Records from a data collection:
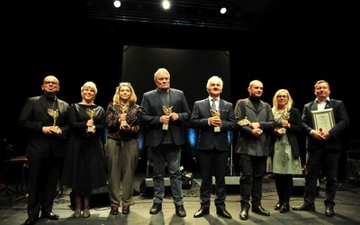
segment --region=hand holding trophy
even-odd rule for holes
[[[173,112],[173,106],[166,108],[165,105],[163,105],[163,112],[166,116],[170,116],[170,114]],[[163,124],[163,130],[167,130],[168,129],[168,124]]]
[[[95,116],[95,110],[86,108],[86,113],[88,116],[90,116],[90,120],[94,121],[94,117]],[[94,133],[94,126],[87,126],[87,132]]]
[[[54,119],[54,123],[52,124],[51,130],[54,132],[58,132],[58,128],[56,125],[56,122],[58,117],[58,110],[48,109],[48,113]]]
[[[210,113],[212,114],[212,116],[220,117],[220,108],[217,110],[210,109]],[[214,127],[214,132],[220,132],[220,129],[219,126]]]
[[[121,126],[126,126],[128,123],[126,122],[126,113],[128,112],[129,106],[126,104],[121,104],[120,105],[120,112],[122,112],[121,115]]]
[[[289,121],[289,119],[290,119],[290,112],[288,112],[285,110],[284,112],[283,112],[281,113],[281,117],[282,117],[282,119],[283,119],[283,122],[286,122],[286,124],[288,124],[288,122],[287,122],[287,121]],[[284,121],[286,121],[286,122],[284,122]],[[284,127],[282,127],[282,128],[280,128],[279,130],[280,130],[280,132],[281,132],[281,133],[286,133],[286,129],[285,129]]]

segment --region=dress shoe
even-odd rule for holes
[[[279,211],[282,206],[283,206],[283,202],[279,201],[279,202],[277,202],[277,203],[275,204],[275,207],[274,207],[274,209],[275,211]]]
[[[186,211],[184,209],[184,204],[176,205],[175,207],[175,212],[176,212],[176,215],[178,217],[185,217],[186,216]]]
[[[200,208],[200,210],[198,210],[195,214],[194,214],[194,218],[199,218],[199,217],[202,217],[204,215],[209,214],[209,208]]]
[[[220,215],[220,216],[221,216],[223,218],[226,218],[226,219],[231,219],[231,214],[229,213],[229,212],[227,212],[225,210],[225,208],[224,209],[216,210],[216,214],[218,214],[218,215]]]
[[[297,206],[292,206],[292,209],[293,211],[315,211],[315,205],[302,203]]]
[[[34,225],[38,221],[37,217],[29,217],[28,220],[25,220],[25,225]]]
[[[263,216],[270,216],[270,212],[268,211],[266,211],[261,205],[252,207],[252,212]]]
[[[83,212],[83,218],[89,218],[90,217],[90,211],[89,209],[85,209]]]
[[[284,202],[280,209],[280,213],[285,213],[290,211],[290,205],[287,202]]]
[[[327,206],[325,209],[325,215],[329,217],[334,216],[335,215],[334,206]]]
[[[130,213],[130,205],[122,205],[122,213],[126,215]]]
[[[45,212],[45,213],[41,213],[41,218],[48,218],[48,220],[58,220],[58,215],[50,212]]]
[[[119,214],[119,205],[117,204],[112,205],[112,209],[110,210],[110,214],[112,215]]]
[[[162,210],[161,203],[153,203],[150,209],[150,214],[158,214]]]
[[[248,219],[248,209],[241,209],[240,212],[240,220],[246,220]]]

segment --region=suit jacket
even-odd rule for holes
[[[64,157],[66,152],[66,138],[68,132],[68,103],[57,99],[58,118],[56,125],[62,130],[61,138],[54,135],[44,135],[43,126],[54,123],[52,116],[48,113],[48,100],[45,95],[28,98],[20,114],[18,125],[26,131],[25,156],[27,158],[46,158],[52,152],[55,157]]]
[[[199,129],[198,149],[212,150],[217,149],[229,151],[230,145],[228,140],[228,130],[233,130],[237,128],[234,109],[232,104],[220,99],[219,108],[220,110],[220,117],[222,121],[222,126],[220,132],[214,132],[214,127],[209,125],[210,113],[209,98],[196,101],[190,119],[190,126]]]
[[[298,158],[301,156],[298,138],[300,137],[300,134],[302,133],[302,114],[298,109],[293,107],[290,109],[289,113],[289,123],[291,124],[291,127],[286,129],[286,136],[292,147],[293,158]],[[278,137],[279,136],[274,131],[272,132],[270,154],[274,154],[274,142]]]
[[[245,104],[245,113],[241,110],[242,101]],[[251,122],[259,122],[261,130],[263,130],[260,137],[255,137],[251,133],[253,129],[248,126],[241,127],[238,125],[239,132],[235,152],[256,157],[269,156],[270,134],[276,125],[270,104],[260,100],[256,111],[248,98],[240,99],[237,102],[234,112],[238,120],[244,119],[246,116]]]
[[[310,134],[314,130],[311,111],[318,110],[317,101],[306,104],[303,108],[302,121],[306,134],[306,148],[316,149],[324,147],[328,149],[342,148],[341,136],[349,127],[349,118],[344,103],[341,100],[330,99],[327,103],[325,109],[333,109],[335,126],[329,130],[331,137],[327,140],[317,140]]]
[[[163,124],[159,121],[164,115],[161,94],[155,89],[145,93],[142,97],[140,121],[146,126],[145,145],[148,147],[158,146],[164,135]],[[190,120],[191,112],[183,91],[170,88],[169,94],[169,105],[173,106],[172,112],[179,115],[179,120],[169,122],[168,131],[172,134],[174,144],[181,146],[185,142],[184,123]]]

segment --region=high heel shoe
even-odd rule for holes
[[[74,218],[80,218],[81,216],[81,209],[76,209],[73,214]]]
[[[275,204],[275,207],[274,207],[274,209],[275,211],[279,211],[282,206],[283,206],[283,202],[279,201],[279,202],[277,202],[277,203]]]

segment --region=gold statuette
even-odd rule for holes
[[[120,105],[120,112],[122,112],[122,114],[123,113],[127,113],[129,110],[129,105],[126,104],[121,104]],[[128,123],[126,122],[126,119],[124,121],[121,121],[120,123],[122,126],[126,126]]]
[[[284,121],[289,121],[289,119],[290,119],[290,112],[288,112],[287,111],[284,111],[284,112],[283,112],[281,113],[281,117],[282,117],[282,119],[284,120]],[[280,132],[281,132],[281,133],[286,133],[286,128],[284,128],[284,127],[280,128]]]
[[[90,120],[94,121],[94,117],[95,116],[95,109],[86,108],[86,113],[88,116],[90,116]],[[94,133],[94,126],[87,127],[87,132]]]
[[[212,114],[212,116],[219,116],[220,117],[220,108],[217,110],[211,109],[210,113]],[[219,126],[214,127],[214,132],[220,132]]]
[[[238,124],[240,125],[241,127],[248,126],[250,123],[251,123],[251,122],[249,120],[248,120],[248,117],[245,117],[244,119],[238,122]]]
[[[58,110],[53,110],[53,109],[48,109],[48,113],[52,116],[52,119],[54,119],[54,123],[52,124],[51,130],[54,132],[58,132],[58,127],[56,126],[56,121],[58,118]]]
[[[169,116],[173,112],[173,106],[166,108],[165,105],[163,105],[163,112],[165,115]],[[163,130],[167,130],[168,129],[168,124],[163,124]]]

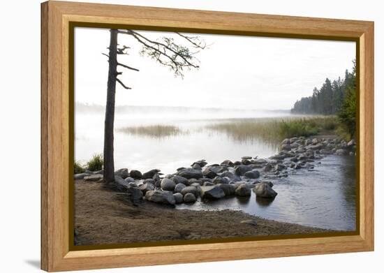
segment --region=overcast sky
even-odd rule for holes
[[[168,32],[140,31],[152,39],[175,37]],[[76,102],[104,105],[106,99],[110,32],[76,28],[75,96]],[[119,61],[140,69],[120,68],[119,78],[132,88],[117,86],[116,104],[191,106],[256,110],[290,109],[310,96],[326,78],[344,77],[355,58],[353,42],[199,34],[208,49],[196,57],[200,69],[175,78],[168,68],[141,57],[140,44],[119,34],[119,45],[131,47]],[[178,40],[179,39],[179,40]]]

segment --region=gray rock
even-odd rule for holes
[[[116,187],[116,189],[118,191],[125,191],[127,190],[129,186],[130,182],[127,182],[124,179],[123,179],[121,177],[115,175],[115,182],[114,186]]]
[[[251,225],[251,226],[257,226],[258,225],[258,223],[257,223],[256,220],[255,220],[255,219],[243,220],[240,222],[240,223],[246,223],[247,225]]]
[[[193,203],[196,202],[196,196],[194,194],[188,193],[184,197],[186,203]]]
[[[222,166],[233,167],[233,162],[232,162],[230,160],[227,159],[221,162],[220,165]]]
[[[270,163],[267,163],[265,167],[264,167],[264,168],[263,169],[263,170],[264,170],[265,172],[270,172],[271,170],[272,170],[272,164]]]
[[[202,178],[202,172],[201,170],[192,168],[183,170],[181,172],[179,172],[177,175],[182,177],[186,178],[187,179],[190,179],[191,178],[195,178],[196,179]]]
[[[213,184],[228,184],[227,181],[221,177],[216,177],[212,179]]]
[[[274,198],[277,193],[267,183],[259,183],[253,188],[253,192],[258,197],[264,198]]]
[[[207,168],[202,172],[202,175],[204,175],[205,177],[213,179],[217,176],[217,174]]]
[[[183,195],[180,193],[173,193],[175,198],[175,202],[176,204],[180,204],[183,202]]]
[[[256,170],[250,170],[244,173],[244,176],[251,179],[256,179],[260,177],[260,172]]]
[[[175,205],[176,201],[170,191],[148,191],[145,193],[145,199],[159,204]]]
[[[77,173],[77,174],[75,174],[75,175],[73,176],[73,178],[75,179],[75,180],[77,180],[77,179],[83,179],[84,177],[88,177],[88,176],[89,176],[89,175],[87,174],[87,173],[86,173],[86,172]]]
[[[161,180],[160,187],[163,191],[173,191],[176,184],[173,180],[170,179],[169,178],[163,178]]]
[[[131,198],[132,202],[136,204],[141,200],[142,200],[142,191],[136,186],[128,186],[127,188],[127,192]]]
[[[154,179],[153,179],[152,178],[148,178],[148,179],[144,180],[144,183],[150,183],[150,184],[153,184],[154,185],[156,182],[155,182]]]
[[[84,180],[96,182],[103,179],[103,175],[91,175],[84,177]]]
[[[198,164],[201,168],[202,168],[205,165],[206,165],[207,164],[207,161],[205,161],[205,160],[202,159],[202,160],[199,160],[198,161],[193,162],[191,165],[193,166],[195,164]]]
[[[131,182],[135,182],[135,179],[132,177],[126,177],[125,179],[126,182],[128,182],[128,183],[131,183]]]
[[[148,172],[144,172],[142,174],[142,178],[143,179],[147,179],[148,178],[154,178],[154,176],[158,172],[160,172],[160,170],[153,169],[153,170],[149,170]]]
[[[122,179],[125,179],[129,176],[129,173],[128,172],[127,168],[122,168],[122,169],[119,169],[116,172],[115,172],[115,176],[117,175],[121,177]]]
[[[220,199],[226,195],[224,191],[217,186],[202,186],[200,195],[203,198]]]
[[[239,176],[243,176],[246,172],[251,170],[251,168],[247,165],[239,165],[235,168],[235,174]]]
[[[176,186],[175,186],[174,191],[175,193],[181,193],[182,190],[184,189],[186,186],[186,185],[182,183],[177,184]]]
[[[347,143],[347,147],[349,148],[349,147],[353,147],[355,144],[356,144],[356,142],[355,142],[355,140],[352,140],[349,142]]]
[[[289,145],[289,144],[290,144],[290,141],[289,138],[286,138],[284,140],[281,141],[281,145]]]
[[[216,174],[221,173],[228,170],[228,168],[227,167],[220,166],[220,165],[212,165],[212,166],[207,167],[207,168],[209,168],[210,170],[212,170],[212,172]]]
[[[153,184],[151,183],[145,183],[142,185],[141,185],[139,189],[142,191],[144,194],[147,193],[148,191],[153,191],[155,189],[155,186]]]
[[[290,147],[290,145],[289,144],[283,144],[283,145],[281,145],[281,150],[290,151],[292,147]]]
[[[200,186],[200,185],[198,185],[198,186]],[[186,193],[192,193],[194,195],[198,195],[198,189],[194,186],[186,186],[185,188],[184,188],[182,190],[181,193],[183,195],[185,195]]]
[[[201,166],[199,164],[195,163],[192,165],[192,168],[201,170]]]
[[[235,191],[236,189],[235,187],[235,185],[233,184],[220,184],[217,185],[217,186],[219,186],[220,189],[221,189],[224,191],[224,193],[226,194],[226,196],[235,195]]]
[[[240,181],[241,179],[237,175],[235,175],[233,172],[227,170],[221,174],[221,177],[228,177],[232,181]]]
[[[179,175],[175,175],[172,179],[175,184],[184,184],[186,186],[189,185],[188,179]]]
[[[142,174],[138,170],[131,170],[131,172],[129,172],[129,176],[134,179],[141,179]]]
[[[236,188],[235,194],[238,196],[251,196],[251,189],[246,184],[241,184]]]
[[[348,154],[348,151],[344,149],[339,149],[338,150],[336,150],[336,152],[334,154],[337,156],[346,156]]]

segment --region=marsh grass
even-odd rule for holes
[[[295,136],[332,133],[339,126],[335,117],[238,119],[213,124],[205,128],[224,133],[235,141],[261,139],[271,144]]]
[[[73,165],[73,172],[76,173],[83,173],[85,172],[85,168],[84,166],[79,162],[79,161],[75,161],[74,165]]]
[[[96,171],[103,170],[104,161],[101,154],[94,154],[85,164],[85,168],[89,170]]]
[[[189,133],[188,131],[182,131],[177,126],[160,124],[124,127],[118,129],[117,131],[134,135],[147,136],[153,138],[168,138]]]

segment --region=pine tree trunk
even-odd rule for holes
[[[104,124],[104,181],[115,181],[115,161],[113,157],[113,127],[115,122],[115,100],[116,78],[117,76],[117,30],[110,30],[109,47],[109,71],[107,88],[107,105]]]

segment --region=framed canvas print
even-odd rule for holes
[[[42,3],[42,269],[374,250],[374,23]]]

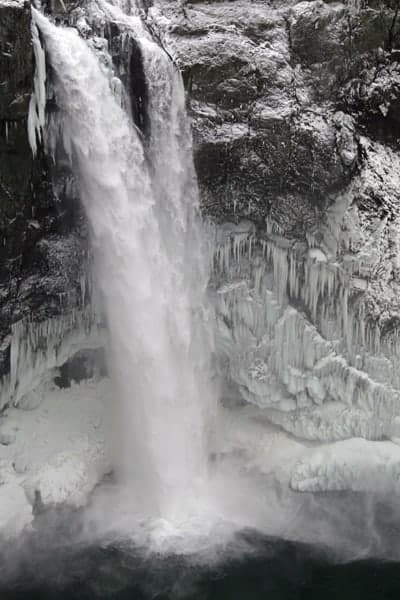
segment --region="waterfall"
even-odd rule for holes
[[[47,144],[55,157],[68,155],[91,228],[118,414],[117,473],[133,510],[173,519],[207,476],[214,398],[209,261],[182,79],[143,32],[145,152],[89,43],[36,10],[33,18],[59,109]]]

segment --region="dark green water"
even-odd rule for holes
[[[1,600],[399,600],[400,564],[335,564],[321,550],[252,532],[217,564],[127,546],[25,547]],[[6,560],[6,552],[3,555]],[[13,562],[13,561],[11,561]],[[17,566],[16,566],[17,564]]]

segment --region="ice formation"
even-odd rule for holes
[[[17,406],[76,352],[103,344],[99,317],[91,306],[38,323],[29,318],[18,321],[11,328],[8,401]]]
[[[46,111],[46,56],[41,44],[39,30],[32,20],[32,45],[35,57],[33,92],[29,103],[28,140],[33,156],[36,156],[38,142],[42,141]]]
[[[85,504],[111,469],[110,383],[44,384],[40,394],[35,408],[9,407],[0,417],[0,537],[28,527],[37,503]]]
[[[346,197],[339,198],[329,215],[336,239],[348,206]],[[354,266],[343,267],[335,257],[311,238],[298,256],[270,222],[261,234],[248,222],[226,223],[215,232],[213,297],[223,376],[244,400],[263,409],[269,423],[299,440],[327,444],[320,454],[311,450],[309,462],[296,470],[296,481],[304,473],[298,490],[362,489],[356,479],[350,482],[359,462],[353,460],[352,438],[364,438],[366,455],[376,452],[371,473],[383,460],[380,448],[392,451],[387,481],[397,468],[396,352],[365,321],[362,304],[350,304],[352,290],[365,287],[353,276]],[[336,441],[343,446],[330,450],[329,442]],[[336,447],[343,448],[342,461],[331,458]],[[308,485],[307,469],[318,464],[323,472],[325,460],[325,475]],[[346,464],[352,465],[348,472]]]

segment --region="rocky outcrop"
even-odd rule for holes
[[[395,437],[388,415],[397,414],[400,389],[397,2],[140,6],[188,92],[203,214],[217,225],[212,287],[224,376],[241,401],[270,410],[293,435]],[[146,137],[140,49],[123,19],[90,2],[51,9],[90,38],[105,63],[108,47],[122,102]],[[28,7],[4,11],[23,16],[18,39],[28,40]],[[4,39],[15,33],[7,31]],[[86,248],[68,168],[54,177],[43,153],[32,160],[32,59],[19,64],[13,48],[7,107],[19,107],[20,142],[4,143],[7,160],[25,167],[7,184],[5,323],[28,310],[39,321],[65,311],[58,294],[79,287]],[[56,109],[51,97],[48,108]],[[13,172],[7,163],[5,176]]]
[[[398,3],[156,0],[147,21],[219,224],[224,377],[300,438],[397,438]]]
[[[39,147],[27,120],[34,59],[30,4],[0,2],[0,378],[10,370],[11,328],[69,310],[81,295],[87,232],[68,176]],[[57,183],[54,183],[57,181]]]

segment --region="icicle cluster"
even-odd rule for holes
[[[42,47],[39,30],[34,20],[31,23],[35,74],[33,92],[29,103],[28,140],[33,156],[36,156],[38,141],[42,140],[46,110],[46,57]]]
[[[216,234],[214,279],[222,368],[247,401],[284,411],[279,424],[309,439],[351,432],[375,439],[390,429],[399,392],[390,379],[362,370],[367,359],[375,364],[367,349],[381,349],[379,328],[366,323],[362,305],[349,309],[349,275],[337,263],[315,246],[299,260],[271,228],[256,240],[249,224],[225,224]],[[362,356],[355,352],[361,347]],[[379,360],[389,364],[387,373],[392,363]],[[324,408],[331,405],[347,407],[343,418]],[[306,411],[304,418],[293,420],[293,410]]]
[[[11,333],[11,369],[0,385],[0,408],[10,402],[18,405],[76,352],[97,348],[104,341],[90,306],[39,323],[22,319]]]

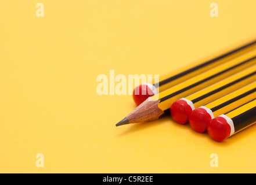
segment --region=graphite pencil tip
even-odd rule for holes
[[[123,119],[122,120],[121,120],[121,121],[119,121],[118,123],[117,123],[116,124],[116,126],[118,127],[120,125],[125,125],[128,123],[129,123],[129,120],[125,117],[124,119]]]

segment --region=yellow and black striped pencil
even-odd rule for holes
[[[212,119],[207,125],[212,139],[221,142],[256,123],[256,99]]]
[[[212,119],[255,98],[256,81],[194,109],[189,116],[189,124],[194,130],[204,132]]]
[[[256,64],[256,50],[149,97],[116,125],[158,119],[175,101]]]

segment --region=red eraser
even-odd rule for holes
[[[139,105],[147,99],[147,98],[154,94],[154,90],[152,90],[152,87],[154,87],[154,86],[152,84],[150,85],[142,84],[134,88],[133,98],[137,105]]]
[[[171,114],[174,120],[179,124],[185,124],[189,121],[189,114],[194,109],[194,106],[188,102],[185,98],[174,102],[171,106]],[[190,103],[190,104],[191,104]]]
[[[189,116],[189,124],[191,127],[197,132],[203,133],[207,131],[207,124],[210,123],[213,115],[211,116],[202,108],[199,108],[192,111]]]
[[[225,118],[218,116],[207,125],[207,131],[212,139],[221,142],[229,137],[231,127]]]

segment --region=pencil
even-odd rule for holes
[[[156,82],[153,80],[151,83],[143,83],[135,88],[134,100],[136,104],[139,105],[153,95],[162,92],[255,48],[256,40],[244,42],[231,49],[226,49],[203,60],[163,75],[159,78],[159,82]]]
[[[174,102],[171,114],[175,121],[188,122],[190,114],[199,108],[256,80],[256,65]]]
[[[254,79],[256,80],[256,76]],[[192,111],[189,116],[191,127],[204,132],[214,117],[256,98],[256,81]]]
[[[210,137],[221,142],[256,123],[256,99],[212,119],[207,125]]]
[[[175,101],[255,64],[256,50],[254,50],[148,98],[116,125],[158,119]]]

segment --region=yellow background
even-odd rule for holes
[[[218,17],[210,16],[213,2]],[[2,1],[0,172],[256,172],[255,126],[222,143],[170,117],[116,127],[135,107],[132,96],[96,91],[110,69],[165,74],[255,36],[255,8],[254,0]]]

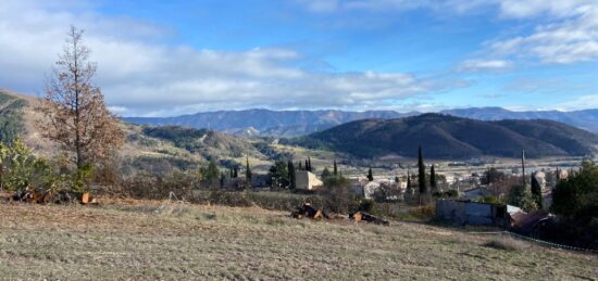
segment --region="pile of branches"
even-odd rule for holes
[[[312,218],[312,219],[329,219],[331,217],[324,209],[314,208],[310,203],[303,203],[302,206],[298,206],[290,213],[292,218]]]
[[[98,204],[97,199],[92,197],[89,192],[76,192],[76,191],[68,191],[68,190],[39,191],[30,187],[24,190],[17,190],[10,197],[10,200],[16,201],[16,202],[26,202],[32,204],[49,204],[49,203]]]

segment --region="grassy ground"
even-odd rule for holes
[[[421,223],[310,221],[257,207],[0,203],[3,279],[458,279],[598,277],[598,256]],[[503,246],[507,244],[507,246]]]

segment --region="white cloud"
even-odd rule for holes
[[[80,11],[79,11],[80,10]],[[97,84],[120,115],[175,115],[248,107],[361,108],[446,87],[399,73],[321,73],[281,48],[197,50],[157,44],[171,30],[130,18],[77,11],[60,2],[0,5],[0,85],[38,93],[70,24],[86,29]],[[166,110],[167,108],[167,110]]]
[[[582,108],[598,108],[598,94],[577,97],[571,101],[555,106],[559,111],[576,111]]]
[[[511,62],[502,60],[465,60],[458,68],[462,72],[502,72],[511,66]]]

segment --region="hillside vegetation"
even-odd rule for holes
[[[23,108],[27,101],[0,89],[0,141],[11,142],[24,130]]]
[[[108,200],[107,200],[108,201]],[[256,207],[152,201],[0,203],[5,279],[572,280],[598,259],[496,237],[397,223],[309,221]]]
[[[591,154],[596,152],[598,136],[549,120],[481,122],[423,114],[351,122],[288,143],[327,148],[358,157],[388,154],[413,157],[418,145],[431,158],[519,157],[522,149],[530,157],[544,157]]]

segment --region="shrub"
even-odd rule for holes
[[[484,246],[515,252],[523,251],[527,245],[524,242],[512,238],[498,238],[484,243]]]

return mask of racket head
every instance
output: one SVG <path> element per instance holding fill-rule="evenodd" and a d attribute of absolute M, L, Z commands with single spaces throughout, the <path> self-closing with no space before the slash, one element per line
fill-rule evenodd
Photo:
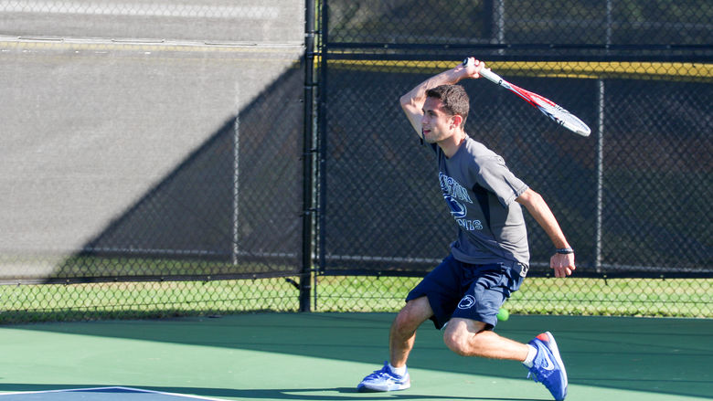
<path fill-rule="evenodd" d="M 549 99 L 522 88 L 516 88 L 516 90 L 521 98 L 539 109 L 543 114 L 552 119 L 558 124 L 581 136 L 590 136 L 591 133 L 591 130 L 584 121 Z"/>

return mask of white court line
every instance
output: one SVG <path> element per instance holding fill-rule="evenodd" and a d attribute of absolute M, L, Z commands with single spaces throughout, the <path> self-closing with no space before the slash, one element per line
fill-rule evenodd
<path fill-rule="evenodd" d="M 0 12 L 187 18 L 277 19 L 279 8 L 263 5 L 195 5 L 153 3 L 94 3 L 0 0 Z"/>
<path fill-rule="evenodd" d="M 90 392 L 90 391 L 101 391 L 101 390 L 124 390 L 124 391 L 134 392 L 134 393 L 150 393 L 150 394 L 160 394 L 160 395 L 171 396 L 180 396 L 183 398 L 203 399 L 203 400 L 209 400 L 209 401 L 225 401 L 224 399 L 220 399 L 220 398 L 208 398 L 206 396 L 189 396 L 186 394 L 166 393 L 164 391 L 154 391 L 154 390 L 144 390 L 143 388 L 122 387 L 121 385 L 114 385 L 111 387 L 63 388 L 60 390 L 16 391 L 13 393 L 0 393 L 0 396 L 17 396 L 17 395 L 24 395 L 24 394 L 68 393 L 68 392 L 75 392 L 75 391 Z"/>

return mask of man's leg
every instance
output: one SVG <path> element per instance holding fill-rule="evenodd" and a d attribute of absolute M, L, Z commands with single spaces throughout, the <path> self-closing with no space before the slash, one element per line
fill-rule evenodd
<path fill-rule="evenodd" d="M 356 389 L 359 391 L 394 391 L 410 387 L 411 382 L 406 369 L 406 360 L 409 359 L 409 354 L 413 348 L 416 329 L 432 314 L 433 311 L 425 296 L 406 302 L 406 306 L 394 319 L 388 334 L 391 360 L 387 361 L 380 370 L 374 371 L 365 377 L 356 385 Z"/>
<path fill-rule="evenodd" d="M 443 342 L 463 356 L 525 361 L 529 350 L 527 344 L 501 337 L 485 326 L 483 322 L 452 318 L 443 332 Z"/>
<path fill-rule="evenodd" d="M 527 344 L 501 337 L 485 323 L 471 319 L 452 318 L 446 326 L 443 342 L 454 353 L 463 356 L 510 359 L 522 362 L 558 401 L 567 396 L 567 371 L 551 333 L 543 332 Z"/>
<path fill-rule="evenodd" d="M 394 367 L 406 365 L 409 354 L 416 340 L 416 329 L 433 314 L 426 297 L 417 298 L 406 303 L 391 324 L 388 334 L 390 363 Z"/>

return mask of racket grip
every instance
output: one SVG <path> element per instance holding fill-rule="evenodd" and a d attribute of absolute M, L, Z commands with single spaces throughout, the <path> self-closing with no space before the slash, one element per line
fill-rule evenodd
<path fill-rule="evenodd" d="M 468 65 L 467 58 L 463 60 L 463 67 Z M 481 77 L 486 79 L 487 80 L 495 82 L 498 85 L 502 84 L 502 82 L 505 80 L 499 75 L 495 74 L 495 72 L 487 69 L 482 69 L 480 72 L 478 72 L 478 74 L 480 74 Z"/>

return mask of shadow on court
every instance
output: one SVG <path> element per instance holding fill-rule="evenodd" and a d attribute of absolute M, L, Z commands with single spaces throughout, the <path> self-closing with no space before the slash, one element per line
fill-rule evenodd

Work to do:
Retype the data starting at the line that contains "segment --region=dress shoe" and ending at the line that contains "[[[162,210],[161,203],[153,203],[150,209],[150,214],[158,214]]]", including both of those lines.

Answer for this exercise:
segment --region=dress shoe
even-odd rule for holes
[[[279,211],[282,206],[283,206],[283,202],[279,201],[279,202],[277,202],[277,203],[275,204],[275,207],[274,207],[274,209],[275,211]]]
[[[186,211],[184,209],[184,204],[176,205],[175,207],[175,212],[176,212],[176,215],[178,217],[185,217],[186,216]]]
[[[200,208],[200,210],[198,210],[195,214],[194,214],[194,218],[199,218],[199,217],[202,217],[204,215],[209,214],[209,208]]]
[[[220,215],[220,216],[221,216],[223,218],[226,218],[226,219],[231,219],[231,214],[229,213],[229,212],[227,212],[225,210],[225,208],[224,209],[216,210],[216,214],[218,214],[218,215]]]
[[[297,206],[292,206],[292,209],[293,211],[315,211],[315,205],[302,203]]]
[[[34,225],[38,221],[37,217],[29,217],[28,220],[25,220],[25,225]]]
[[[263,216],[270,216],[270,212],[268,211],[266,211],[261,205],[252,207],[252,212]]]
[[[83,212],[83,218],[89,218],[90,217],[90,211],[89,209],[85,209]]]
[[[284,202],[280,209],[280,213],[285,213],[290,211],[290,205],[287,202]]]
[[[327,206],[325,209],[325,215],[329,217],[334,216],[335,215],[334,206]]]
[[[130,213],[130,205],[122,205],[122,213],[126,215]]]
[[[45,212],[45,213],[41,213],[41,218],[48,218],[48,220],[58,220],[58,215],[50,212]]]
[[[119,214],[119,205],[117,204],[112,205],[112,209],[110,210],[110,214],[112,215]]]
[[[162,210],[161,203],[153,203],[150,209],[150,214],[158,214]]]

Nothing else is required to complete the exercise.